Accounts payable and accrued expenses increased by approximately $518,000 since June 30, 2003. The net increase in current liabilities was primarily related to the accrued costs of in-transit ocean shipments of finished goods inventories. As of December 31, 2003, the accrued costs of in-transit inventories increased by approximately $817,000 since June 30, 2003. The Company’s other trade accounts and sales-related payables are generally lower at the end of its second fiscal quarter, when compared with the previous June 30 balances each year. Decreases in commissions and other sales-related payables at the end of the second fiscal quarter compare with the lower comparative sales volumes typically recorded during the Company’s second (December 31) fiscal quarter as compared with its fourth (June 30) fiscal quarter.

 

Total shareholders’ equity decreased by approximately $70,000 for the six-month period. The decrease was primarily comprised of the net loss for the six-month period combined with the equity effect of stock-based compensation expense for the same period. Book value per share decreased by $0.05 to approximately $8.31 per share at December 31, 2003, as compared with $8.36 per share at June 30, 2003.

 

RESULTS OF OPERATIONS

 

The Company’s business is seasonal in nature, with disproportionately higher sales occurring from January through June, which comprise the Company’s third and fourth quarters of each fiscal year.

Stated goal =
Reproduce the financial report excerpt above in full, word for word.

Supplied data =
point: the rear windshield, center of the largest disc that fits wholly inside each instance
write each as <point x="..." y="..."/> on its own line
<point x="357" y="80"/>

In response =
Accounts payable and accrued expenses increased by approximately $518,000 since June 30, 2003. The net increase in current liabilities was primarily related to the accrued costs of in-transit ocean shipments of finished goods inventories. As of December 31, 2003, the accrued costs of in-transit inventories increased by approximately $817,000 since June 30, 2003. The Company’s other trade accounts and sales-related payables are generally lower at the end of its second fiscal quarter, when compared with the previous June 30 balances each year. Decreases in commissions and other sales-related payables at the end of the second fiscal quarter compare with the lower comparative sales volumes typically recorded during the Company’s second (December 31) fiscal quarter as compared with its fourth (June 30) fiscal quarter.

 

Total shareholders’ equity decreased by approximately $70,000 for the six-month period. The decrease was primarily comprised of the net loss for the six-month period combined with the equity effect of stock-based compensation expense for the same period. Book value per share decreased by $0.05 to approximately $8.31 per share at December 31, 2003, as compared with $8.36 per share at June 30, 2003.

 

RESULTS OF OPERATIONS

 

The Company’s business is seasonal in nature, with disproportionately higher sales occurring from January through June, which comprise the Company’s third and fourth quarters of each fiscal year.